Here comes Ghost Pipe, like the pale hospice nurse with a cold compress and kind eyes, come to hold your hand during the passing. This ghost-like ‘plant which is not a plant’ has often been in the position of offering relief during the darkest of times. It is familiar with keening, and begging and the reluctance of Life in Pain. As an herb, we look to Ghost Pipe to release us from agony, to help us “stand beside” our pain ~both mental and embodied~ and have compassion for it. It offers the sweetness of severance. Energetically, we work with the essence of this graveside ally when we are lost in pain, swallowed by grief, overwhelmed by loss. It supports us in the grieving and tethers us to the loving earth so that we are not lost completely. Ghost Pipe can also support us when we hold too tightly to that which is hurting us; the time has passed for us to let it go and yet we find ourselves unable to. Ghost Pipe feels like gentle fingers opening a hot, tight fist. 

~ Where is this point of pain in you? Where is your grief standing, what does it weep beside? What/Who holds your hand in this moment? Where do you turn to be held and comforted? 

One of my absolute favorite plant beings to work with, Walnut is an essence we work with when we are in the fragile and volatile state of Transition. As a tree, Walnut emits a toxin from its roots to discourage the growth of competing plant life, creating a safe “bubble” for it to grow and thrive within. I often offer Walnut to folks who are struggling to maintain their course, who have the desire to move forward, to grow and evolve but find themselves vulnerable in their “cocoon” stage. Maybe it’s relationship strings that are knotted and entwined, a habit that won’t break all the way, perhaps it’s a mindset or thought pattern that just won’t shift. Being able to decompose and recompose oneself in safety is very important. It is delicate work, compost, and Walnut allows us to form a container in which to create it and then foster new life from it. 

~What is pawing at the grave of that which you have buried? What threatens to distract and disengage you from the work of creating compost from what has been released/lost/given?

* * * * *

Instructions
1. For the passage on Ghost Pipe and Walnut, decide whether each statement agrees with it. Answer yes or no, and quote the words that settle it.
(a) Walnut gives off a toxin from its roots.
(b) Ghost Pipe is likened to a hospice nurse.
(c) The writer names Ghost Pipe as one of their absolute favorite plant beings to work with.
2. Answer these questions from the passage on Ghost Pipe and Walnut.
(a) What does Ghost Pipe feel like?
(b) In what state do we work with the Walnut essence?
(c) What does Walnut's root toxin create for the tree?
3. Please supply what comes next in the passage on Ghost Pipe and Walnut, starting after its last sentence.
The lines after this are separate material, not part of the passage on Ghost Pipe and Walnut.

[Gathered data entries]
* * * * *

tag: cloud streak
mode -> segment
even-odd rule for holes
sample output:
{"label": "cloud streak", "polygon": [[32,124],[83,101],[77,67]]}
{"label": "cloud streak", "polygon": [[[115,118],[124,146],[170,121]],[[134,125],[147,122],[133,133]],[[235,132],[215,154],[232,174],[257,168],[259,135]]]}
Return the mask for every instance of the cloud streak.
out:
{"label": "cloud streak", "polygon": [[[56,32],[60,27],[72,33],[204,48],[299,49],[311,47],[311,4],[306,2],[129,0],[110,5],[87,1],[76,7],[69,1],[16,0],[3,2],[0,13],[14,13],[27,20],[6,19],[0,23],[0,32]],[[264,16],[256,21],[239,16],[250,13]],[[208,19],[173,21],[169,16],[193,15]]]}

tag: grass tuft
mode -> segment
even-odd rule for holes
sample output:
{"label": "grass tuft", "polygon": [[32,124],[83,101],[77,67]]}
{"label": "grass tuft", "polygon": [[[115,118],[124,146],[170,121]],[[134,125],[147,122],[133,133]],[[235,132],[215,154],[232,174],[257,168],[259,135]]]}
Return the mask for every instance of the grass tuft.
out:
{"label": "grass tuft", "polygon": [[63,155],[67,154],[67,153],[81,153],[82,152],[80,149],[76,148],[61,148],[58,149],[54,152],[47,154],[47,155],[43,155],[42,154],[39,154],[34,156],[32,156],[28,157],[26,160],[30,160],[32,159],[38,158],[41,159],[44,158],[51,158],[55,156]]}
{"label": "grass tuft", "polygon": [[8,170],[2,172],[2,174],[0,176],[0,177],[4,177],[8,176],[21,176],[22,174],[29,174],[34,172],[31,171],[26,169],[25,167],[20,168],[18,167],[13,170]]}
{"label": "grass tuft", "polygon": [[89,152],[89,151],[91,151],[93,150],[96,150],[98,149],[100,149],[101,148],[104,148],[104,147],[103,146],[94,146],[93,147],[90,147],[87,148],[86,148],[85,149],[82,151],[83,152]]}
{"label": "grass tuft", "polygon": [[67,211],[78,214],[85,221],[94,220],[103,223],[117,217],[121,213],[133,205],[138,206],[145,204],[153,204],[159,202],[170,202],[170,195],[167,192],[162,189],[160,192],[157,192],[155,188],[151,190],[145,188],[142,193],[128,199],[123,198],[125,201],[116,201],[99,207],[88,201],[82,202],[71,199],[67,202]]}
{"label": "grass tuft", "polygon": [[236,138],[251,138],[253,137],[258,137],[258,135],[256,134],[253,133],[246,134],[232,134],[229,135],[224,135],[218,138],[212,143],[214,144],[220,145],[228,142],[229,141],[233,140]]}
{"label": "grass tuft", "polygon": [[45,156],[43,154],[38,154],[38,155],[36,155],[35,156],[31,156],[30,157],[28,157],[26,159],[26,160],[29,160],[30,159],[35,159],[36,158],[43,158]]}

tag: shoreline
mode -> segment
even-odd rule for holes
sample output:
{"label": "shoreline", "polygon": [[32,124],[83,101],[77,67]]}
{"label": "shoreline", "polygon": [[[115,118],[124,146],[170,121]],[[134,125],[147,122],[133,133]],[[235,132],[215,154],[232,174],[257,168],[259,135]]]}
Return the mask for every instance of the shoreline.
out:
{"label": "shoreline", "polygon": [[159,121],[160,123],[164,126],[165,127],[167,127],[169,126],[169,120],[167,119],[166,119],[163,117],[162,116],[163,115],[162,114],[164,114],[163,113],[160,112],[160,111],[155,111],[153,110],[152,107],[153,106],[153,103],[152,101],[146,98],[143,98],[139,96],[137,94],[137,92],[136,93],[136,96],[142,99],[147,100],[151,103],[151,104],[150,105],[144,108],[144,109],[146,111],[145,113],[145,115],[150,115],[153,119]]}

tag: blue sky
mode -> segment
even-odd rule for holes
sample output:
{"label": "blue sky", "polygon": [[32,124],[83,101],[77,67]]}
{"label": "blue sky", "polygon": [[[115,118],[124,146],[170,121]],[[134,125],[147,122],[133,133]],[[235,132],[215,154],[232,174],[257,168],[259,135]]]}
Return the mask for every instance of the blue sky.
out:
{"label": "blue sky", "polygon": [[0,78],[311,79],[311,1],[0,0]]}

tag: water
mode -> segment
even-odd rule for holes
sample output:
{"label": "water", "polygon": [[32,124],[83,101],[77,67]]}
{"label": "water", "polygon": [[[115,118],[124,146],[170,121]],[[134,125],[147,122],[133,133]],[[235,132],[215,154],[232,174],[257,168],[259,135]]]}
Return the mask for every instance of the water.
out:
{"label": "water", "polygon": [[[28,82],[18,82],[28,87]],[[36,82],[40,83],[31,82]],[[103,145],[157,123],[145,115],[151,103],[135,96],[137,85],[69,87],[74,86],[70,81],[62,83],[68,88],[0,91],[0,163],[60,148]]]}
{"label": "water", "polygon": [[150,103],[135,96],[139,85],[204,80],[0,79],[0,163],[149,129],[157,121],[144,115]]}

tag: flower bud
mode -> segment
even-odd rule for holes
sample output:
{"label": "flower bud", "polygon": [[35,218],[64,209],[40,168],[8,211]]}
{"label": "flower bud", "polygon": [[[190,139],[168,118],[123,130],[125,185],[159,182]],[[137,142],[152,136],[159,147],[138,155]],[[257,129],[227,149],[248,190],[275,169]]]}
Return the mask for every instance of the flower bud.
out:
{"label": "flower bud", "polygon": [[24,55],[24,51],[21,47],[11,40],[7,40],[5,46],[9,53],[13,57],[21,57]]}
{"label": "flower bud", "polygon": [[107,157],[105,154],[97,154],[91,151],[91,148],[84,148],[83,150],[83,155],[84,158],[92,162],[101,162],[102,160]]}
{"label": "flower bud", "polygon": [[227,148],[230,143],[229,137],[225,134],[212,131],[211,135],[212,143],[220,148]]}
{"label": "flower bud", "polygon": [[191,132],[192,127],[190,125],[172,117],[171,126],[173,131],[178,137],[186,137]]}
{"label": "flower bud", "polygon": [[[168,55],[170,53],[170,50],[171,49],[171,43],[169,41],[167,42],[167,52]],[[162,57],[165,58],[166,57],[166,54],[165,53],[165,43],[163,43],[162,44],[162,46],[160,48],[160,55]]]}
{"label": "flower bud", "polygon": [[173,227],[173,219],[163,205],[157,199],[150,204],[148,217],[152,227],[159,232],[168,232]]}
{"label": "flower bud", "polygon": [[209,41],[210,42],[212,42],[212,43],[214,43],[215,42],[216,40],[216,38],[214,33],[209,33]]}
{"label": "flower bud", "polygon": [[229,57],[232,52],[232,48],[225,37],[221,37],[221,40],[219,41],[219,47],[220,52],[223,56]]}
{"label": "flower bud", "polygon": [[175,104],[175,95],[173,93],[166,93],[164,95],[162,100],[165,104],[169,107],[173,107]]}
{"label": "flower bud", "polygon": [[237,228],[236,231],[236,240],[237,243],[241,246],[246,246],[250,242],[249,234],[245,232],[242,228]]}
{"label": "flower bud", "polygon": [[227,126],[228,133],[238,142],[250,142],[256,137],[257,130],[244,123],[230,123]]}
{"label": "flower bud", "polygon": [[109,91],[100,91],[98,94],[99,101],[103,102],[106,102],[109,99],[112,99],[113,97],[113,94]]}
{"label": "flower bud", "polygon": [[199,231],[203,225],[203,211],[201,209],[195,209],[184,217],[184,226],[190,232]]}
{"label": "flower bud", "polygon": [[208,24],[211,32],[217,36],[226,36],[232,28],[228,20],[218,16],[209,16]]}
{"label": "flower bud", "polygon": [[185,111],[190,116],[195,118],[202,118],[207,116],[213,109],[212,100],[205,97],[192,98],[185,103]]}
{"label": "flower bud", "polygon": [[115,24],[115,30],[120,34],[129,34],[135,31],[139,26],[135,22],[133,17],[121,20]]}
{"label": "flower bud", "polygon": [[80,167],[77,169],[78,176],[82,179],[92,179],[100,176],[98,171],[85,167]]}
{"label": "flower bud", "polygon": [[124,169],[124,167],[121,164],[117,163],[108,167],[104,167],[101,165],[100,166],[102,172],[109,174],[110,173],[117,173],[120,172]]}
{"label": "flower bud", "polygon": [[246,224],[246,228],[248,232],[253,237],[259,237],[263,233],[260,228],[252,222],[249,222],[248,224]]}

* * * * *

Task responses
1.
(a) Yes: "Walnut emits a toxin from its roots to discourage the growth of competing plant life"
(b) Yes: "like the pale hospice nurse with a cold compress and kind eyes"
(c) No: "One of my absolute favorite plant beings to work with, Walnut is an essence we work with"

2.
(a) Gentle fingers opening a hot, tight fist.
(b) The fragile and volatile state of Transition.
(c) A safe "bubble" for it to grow and thrive within.

3.
Evergreen Pine with its fragrant wood, fat and oozing with life and vitality; I am brought to ancient practices involving its resin to purify burial places and graveyards. Representing immortality and Life’s insistence on continuing, Pine offers hope that spices the air and revitalizes the body. As an essence, we look to this ally for support in evolving into the next phase or evolution of our lives by releasing the regrets, guilts, “shoulds” that need to be buried with the old skins. Few things dig as deeply and with as sharp claws as regret and shame ~ they have a sort of “zombifying” effect on us, we live on but it’s in a state of decomposition. It’s not the clean rot of garden compost, or the rest of conscious burial, it’s carrying the stench of Dying around with us, IN us. That is the kind of purification I see Pine offering, whether it’s the guilt or remorse from some thing we’ve done, or shame that’s been put onto us from an outside force, we can offer it a proper burial and give it rest so that we step back into life “free and clear”.

~What gangrene needs to be addressed? Are you carrying zombified shame, guilt, regret like a funeral bouquet? What “should’ves” need to be given a proper burial?

*Flower essences are a wonderful modality to weave into your ‘web of well-being’ that might also include community support, somatic therapies, talk therapy, raging against the machine, journalling, spiritual practices, herbal supplements, laughing, dancing, painting, ritual work, divination, and of course, pharmaceutical supports. I in no way offer these essences or my thoughts about them as replacements or alternatives. Weave a wide, strong web and be well, my friend. Thank you for being here.